Work request: Copy the study discussion from "This study has" to "its important strengths.", and swap "control group" for "comparison group" wherever it appears in that part.

Supplied text:
The low dose may also explain the good safety profile observed in our geriatric patients. The prevalence of typically expected adverse opioid reactions was at low levels. Only dry mouth tended to be particularly frequent (82%–90% of patients), which is also likely related to the advanced age.

Nausea and vomiting, on the contrary, were infrequent (28% at T4 and 18% at T52), probably due to the action of naloxone at the gastric level by the same mechanism involved at bowel level. Similar observations have also been made in two previous studies.18,42

Special attention has to be paid to the issue of constipation. In this study, the degree of constipation, measured by BFI, consistently decreased from the initial value of 35.1 to 31.6 (T4) and to the final value of 28.7 at T52. This last value, reached at T52, is deemed as a normal value in patients with chronic pain. Considering the age of patients and the prolonged treatment with opioids, this result can be viewed very positively. In parallel, cognitive functions were unequivocally not affected by long-term treatment with OXN, in contrast to the effects observed in studies that used other opioids.44,45 The daily activity tended to improve over time, and similarly, some quality of life parameters, detected by Brief Pain Inventory-Short Form, particularly referring to moods, enjoyment of life, sleeping, and relations with other people, became significantly better.

Of note and of primary relevance, our results confirm the low risk of addiction in older adults without a history of drug abuse, as confirmed by SOAPP-R assessment in the whole population study. An exceedingly low value was found at T52, well below the cutoff score of 18 traditionally used to identify subjects at increased risk of opioid abuse and misuse.

We utilized a composite endpoint as the primary endpoint. Combining efficacy and tolerability parameters (specifically, the proportion of patients with at least 30% reduction in PI, in the absence of a bowel function worsening), we focused on the two main goals of an effective opioid treatment for chronic pain. The proportion of responders was equivalent to 78% at T4 and 96% at T52, which can be considered an excellent outcome.

This study has several limitations related to the methodology used, specifically the observational design and the absence of a control group. Despite this, the 1-year follow-up and generalizability of the findings are its important strengths.

Conclusion

The findings of this study suggest that low doses of OXN-PR are a valid treatment for chronic moderate-to-severe pain in older patients. During 1 year of treatment, they achieved effective analgesia accompanied by few side effects, improvement of bowel function, and a good level of functional state and quality of life.

Data from the present open-label study confirm that in the older patients, a slow titration of opioids is mandatory to avoid adverse events; the rule “start slowly, go slowly” should always be considered when prescribing opioids to this fragile population.

Extracted information:
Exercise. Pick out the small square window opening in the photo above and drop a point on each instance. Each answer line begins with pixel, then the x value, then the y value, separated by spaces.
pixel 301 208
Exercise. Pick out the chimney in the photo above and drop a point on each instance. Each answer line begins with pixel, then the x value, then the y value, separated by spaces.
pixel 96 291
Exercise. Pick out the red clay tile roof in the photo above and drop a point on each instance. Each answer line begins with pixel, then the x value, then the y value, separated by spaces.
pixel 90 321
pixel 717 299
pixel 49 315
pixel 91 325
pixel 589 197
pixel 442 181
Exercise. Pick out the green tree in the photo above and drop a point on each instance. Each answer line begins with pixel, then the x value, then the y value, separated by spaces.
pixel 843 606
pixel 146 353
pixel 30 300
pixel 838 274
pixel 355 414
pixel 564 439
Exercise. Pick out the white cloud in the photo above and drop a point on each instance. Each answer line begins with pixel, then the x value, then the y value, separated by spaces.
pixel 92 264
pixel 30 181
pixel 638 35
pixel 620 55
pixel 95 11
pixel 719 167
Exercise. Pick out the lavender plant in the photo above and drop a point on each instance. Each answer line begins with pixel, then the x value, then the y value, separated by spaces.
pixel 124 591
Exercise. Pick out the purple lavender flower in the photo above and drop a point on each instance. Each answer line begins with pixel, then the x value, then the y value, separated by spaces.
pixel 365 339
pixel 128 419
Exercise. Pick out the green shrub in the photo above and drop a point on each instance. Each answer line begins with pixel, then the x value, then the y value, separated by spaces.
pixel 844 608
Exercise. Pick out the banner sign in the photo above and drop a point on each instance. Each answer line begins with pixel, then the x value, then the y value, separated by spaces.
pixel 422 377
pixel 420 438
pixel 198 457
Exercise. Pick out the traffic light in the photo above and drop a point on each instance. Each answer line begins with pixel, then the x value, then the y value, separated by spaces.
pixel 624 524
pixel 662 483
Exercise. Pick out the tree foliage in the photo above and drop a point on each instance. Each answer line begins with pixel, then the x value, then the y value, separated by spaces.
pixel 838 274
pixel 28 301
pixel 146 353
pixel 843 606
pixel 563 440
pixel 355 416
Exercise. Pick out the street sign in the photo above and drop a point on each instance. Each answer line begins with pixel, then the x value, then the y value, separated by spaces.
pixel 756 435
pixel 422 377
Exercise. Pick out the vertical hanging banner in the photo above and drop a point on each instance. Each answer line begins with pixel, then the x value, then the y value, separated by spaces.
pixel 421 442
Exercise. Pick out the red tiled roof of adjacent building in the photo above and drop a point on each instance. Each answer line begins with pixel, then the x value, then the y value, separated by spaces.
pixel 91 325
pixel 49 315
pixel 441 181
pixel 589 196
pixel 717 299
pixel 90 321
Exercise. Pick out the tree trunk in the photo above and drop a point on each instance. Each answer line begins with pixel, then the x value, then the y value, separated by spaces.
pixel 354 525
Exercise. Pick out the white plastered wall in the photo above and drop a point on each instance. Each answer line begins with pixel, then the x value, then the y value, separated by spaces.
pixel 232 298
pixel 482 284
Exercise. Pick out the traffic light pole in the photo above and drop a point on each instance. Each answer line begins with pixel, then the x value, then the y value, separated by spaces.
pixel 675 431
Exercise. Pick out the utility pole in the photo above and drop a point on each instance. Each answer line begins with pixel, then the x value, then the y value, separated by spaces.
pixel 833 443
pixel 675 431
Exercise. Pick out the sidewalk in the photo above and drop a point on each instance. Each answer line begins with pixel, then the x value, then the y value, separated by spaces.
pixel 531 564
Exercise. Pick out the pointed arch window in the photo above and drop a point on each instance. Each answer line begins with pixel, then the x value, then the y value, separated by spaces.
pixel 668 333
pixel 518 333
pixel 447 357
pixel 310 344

Finished exercise:
This study has several limitations related to the methodology used, specifically the observational design and the absence of a comparison group. Despite this, the 1-year follow-up and generalizability of the findings are its important strengths.